Print each line exactly as it is given.

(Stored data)
# # #

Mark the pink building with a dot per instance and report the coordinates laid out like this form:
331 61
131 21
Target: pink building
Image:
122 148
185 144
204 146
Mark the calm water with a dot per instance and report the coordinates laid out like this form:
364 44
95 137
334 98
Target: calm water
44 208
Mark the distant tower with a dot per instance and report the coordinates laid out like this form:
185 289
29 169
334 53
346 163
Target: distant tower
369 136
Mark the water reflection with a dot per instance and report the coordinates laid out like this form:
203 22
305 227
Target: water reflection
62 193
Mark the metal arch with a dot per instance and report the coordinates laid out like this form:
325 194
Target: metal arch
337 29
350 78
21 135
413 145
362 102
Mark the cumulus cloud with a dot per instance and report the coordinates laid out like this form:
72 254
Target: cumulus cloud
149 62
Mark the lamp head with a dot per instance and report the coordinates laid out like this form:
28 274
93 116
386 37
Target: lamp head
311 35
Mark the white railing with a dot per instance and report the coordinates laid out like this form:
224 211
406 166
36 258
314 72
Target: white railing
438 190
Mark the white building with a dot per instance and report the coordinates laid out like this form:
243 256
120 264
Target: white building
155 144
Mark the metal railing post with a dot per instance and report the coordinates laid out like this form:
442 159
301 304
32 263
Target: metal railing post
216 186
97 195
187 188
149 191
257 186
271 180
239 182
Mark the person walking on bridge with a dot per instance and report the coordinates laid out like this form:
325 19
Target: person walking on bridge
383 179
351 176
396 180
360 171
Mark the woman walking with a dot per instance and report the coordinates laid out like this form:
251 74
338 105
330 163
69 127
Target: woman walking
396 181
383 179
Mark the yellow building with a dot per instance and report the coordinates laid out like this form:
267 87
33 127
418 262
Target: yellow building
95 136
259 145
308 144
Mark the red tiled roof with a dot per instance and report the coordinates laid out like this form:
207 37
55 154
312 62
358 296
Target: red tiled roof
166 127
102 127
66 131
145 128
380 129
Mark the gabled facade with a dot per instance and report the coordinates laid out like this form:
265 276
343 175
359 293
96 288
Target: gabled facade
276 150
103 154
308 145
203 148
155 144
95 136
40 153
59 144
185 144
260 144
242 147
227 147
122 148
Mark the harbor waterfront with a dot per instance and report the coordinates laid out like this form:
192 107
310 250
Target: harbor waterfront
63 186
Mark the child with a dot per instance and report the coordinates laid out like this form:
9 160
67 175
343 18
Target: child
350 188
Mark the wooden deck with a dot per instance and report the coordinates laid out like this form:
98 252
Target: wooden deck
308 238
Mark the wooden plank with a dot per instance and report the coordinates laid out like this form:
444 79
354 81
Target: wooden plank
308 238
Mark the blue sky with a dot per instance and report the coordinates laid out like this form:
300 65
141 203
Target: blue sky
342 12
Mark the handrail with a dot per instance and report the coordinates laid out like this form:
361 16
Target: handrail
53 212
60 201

# # #

SOLUTION TO THE EXERCISE:
Mark the pink building with a dot per instance and report the coordinates laid out like this form:
331 61
131 21
Target: pink building
Image:
122 148
185 144
204 146
Mark the calm water with a dot per instance and report the coordinates laid out like this form:
364 44
95 137
334 98
Target: calm water
44 208
Mark the distant tower with a dot per instance and report the coordinates laid out like this form:
185 289
29 169
334 53
346 163
Target: distant tower
369 136
Mark the water reflection with a dot per instance and report the coordinates laid out like this form:
203 22
305 227
Target: water reflection
62 193
Mark the metal arch with a dot per instance and report the coordinates laid out like this form:
325 194
Target: metal arch
337 29
350 78
21 135
413 145
362 102
Mark the cumulus cloud with a dot per instance and report the coordinates laid out like this form:
72 254
Target: cumulus cloud
149 62
Mark the lamp head with a dot per instance and report the coordinates laid out like this form:
28 274
93 116
386 37
Target: lamp head
311 35
Mark the white railing with a dot per instance and report the coordinates laid out like this form:
224 211
406 166
36 258
314 72
Target: white railing
438 190
Mark the white building with a dot per instance and report the coordinates laid out like this form:
243 256
120 264
Target: white building
155 144
Mark the metal railing post with a dot per instance and report the coordinates laid out like this form:
442 159
301 304
32 263
Target: metal railing post
216 186
97 195
187 188
149 191
257 186
271 180
239 182
Mark the person walking on bridge with a dot per instance and report the coordinates laid out like this form:
325 19
Target: person walking on bridge
383 179
351 176
396 180
360 171
Mark the woman walking with a dot per instance and report the coordinates laid out like this form:
251 74
338 105
330 163
69 127
Target: woman walking
396 181
383 179
Mark the yellow building with a dot per instance and report the coordinates laid out like this form:
267 87
33 127
418 262
Target: yellow building
95 136
259 145
308 144
Mark the red tiled roof with a dot per instance and report the coordinates laid out like this form:
207 37
55 154
312 62
358 296
Target: red tiled roof
166 127
102 127
66 131
145 128
380 129
Mark the gabled facade with a dot per instance and report the coordinates laid out like this form:
265 276
343 175
359 293
96 288
Target: gabled facade
276 150
103 154
308 145
203 148
155 144
95 136
40 153
59 144
185 144
260 144
242 147
227 147
122 148
Mark the harbor waterfront with a dot per instance and report the coordinates laid out like this form:
192 107
310 250
Target: harbor waterfront
63 186
Mark the child with a dot per instance and report the coordinates laid out like this form:
9 160
67 175
343 18
Target: child
350 188
Mark the wooden deck with a dot per instance and report the coordinates laid out like this form:
98 252
Target: wooden deck
308 238
Mark the wooden plank with a dot per instance and report the coordinates laid out like this form:
444 79
354 81
Target: wooden plank
308 238
Mark the blue sky with a dot per instance and report the coordinates laid out like this form:
300 65
141 203
Target: blue sky
342 12
Mark the handrail with a dot per instance and report the coordinates laid out like this form:
361 16
Target: handrail
53 212
60 201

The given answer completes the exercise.